Oui la société grecque doit changer et revoir les privilèges octroyés à des catégories de citoyens qu’il s’agisse des prêtres, des armateurs, des promoteurs immobiliers, des membres de grandes familles, etc. Oui il serait suicidaire que ce pays continue à s’endetter irrémédiablement sans que personne ne s’en émeuve. Mais après des années de laxisme tant des Grecs que des autres pays européens, chercher à lui imposer une cure brutale d’austérité sans aucune perspective d’avenir ni plan d’investissements pour se redresser, cela ressemble plus à une punition qu’à une main tendue pour s’en sortir.

Dany : « Une fois de plus, ce que tu dis est totalement juste. L’adhésion de la population grecque à un projet d’assainissement de ses finances publiques et de ses pratiques sans plans de relance est illusoire. D’autant plus que pendant des années les partis politiques se sont construits sur des abus au détriment de la « res publica ».

Quand la Grèce a intégré la Communauté économique européenne en 1981, elle sortait à peine de la dictature des colonels, dont elle portait – et porte encore – certains des stigmates. L’arrivée au pouvoir, en 1980, d’Andreas Papandreou a permis un premier pas vers l’abolition des « castes » mais également vers l’installation durable du pays dans clientélisme. Autant que toi et moi, les Grecs savent que la partitocratie qui a prospéré sur la corruption et le clientélisme est une véritable ruine pour le pays! La cohabitation tripartite issue des derniers épisodes rocambolesques de la politique intérieure n’offre aucune perspective convaincante. A l’exception de quelques-uns, il semble que les luttes intestines de pouvoir demeurent la préoccupation principale de la caste politique. Des réformes structurelles majeures sont attendues en Grèce… On est dès lors en droit de se demander pourquoi le clergé, rémunéré par l’Etat et dont le poids économique est important, ne paie toujours pas d’impôt ? Est-ce parce la constitution reste placée sous le signe de la Sainte Trinité? Comment comprendre l’absence d’initiative tant grecque qu’européenne pour régler le problème chypriote et proposer un scénario de démilitarisation turco-grec ? Evidemment pour certains pays, les fantasmes sur la Turquie permettent de renflouer les caisses en vendant leurs équipements de guerre. Chars, hélicoptères, frégates, sous-marins … Autant de bénéfices pour les industries militaires essentiellement françaises et allemandes… Autant de trous dans les caisses de l’Etat grec.

__CONSIGNES DE L'EXERCICE__.
1) Selon l'extrait sur la Grèce, en quelle année le pays a-t-il intégré la Communauté économique européenne ?
2) Prolongez l'extrait sur la Grèce en reprenant juste après sa dernière phrase.
Les enregistrements forment un matériau distinct, sans rapport avec l'extrait sur la Grèce.

__DONNÉES ENREGISTRÉES__.
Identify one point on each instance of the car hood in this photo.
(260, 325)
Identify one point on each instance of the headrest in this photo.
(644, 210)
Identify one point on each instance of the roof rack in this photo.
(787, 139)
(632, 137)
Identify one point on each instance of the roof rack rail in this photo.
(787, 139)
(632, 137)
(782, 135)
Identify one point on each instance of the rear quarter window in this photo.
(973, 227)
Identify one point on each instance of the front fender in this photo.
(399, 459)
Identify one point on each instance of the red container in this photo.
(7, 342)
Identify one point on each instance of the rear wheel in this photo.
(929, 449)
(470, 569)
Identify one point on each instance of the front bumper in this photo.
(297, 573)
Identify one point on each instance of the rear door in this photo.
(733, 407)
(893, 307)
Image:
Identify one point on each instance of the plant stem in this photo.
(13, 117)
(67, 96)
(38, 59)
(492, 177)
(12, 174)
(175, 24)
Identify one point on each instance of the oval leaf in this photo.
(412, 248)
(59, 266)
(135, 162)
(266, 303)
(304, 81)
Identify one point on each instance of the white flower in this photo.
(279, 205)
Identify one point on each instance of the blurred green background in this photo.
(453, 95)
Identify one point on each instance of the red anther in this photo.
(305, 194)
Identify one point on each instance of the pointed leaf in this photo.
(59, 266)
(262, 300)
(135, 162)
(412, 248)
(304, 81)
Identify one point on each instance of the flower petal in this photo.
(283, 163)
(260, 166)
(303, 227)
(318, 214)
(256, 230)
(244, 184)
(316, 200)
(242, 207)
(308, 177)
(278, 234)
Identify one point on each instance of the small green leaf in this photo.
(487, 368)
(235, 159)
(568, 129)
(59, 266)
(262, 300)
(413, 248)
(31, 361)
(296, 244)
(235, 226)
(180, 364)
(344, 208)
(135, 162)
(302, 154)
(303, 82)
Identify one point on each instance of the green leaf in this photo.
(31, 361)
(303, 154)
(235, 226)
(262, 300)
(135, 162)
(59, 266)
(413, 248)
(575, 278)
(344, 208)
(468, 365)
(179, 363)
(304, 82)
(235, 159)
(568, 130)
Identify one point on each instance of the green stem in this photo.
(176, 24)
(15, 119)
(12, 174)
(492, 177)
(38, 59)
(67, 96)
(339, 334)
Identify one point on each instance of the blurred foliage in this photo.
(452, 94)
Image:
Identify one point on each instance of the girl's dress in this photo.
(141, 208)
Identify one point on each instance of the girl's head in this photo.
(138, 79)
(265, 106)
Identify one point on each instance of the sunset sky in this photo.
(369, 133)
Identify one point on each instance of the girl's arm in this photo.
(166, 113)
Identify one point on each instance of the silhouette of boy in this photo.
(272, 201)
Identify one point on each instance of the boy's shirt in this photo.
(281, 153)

__RÉSULTATS FINAUX__.
1) En 1981.

2)
En tout cas, nous devons bien comprendre qu’au-delà des égarements des uns et des autres, si la propagation de la crise grecque à la zone euro a pu atteindre une telle ampleur c’est parce que les Etats européens ont manqué de cohésion minant ainsi notre crédibilité aussi bien à l’intérieur qu’à l’extérieur de l’Europe.

Socrate : « Par conséquent, si je comprends bien tes propos, ce que les Européens sont en train de payer cher, c’est l’absence d’Europe et en particulier de solidarité ? Tous ces discours contre l’ingérence de l’union européenne dans la vie des Etats avides de souveraineté nationale seraient en fait des « solutions à base de ciguë » pour les Européens ? Le stato-souverainisme serait-il en phase de devenir une nouvelle religion d’Etat?

Dany : « Mon cher Socrate, tu ne pouvais pas mieux traduire mes pensées. Même si je n’ai jamais cédé à la tentation d’avoir un maître, je suis forcé de reconnaître ton immense talent. Il est souvent difficile de trouver une cohérence politique aux gesticulations des chefs d’Etat et de gouvernement sur l’Union européenne. Quand les premiers signes préoccupants arrivaient de Grèce, Angela Merkel s’occupait surtout des élections régionales et les autres de leurs « affaires intérieures ». La contamination, elle, ne s’est pas laissé attendre. Trop peu trop tard – toutes les mesures finalement arrachées à l’urgence d’une situation catastrophique n’ont été que de courts répits avant la vague suivante. La non-politique intergouvernementale européenne est à bout de souffle. L’absence de solidarité finira par plomber nos économies en effritant notamment le marché intérieur. Les tentations protectionnistes sont autant de « lignes Maginot » pour masquer la perte de contrôle. Le protectionnisme qui a succédé à la Grande dépression de 1929 a montré que la rage de se sauver seul finit par se retourner contre elle-même. Il n’y a de protection que dans la réponse commune aux défis communs.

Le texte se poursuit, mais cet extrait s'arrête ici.